:: ОТРЫВОК ДЛЯ ЧТЕНИЯ ::

В России середины позапрошлого века в ход пошли другие способы. Да и
литераторы пошли другие.
Тонкий лирический поэт и печальник о народе Николай Некрасов был в
полном смысле слова деловым человеком и очень гордился своей
практической хваткой. В юности он претерпел отчаянную нужду. «Ровно три
года, — рассказывал он, — я чувствовал себя постоянно, каждый день
голодным». Случалось ему и ночевать в ночлежках, а в начале литературной
карьеры браться за любую поденщину. Именно поэтому Некрасов так ценил
независимость, которую дают деньги, и свое умение заработать их считал
достоинством.
Как издатель он превратил «Современник» в высокодоходное предприятие.

:::
:: СТРОКИ ДАННЫХ ::

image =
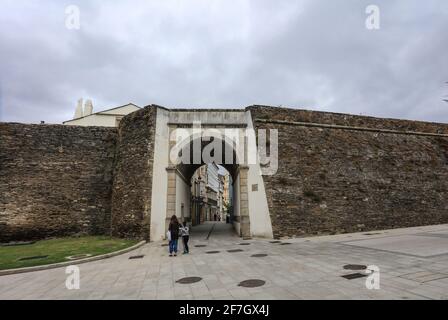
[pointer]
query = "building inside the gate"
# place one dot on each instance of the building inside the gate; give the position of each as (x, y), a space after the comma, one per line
(185, 142)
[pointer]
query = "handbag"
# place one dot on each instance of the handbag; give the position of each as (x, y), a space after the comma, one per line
(168, 235)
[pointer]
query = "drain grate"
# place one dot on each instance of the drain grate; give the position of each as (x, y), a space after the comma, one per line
(32, 258)
(251, 283)
(355, 267)
(352, 276)
(79, 256)
(189, 280)
(137, 257)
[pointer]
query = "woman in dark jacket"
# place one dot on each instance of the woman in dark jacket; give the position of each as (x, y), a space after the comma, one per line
(174, 232)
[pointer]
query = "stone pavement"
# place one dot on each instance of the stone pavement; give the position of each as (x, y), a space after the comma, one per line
(413, 264)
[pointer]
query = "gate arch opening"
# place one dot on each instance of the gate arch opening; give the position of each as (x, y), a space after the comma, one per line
(185, 204)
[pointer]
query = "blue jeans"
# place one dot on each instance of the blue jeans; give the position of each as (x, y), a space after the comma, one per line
(173, 246)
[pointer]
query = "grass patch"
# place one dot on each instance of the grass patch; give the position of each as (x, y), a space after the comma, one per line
(57, 250)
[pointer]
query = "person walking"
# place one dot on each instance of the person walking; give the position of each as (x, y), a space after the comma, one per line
(184, 232)
(174, 235)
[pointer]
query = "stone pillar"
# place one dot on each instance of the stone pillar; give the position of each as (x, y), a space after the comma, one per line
(244, 203)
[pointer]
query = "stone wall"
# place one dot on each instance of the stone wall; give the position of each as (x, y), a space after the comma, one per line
(54, 180)
(335, 180)
(132, 188)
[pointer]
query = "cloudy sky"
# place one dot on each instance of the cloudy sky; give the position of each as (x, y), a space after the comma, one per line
(224, 54)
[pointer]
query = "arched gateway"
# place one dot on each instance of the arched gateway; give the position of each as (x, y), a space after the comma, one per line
(172, 145)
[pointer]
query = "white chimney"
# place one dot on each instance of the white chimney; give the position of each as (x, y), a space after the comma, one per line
(88, 108)
(78, 110)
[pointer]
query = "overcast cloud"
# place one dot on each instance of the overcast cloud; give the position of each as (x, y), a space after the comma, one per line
(224, 54)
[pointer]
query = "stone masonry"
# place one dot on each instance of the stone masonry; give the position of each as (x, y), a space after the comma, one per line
(54, 180)
(333, 180)
(132, 188)
(337, 173)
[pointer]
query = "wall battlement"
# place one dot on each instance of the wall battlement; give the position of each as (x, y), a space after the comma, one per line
(62, 180)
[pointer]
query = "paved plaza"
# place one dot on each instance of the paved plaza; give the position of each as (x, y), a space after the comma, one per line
(413, 264)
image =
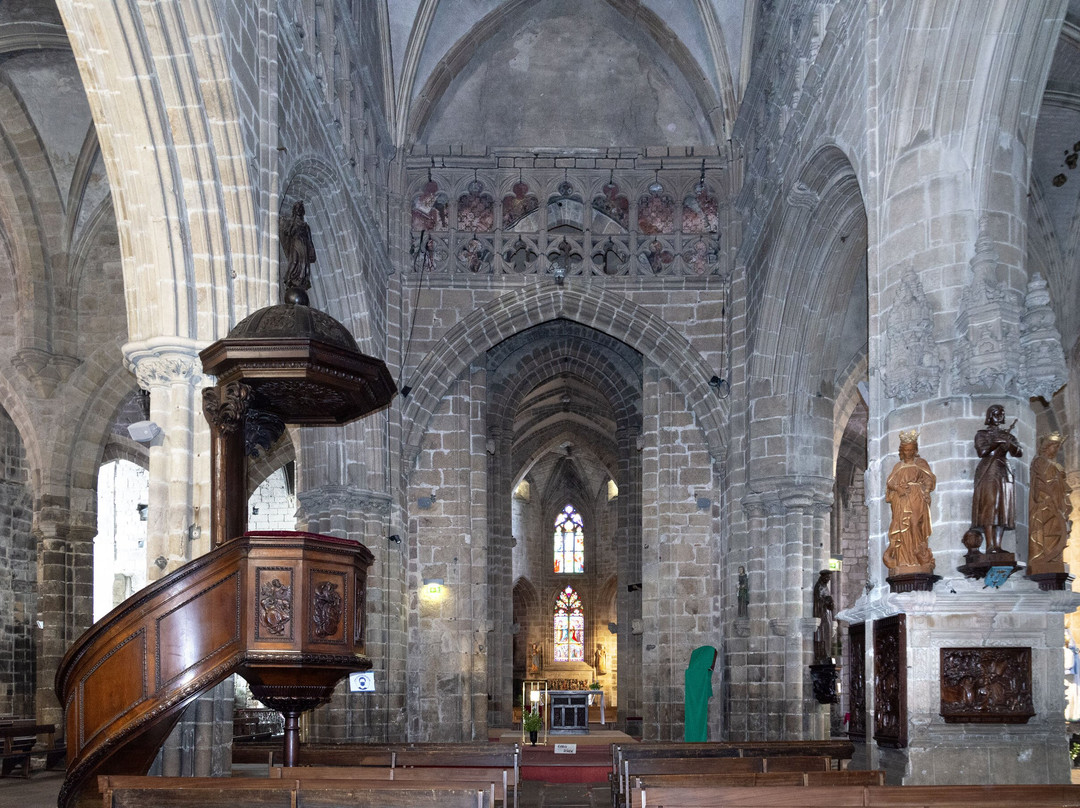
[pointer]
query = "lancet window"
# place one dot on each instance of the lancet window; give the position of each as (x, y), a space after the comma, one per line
(569, 628)
(569, 541)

:::

ЧТО НУЖНО СДЕЛАТЬ =>
(A) Сколько времени, по словам самого Некрасова, он каждый день чувствовал себя голодным, согласно отрывку о Некрасове?
(B) Верните из отрывка о Некрасове участок от слов «Тонкий лирический поэт» до слов «достоинством.» включительно, без изменений.
(C) Определите, согласуются ли с отрывком о Некрасове следующие утверждения: (i) Некрасов гордился своей практической хваткой; (ii) в юности Некрасов жил в достатке; (iii) как издатель Некрасов сделал «Современник» убыточным. На каждое ответьте «да» или «нет» и приведите решающие слова отрывка в точности.

ИТОГОВЫЕ ОТВЕТЫ =>
(A) Ровно три года.

(B)
Тонкий лирический поэт и печальник о народе Николай Некрасов был в
полном смысле слова деловым человеком и очень гордился своей
практической хваткой. В юности он претерпел отчаянную нужду. «Ровно три
года, — рассказывал он, — я чувствовал себя постоянно, каждый день
голодным». Случалось ему и ночевать в ночлежках, а в начале литературной
карьеры браться за любую поденщину. Именно поэтому Некрасов так ценил
независимость, которую дают деньги, и свое умение заработать их считал
достоинством.

(C)
(i) Да: «очень гордился своей практической хваткой».
(ii) Нет: «В юности он претерпел отчаянную нужду».
(iii) Нет: «Как издатель он превратил «Современник» в высокодоходное предприятие».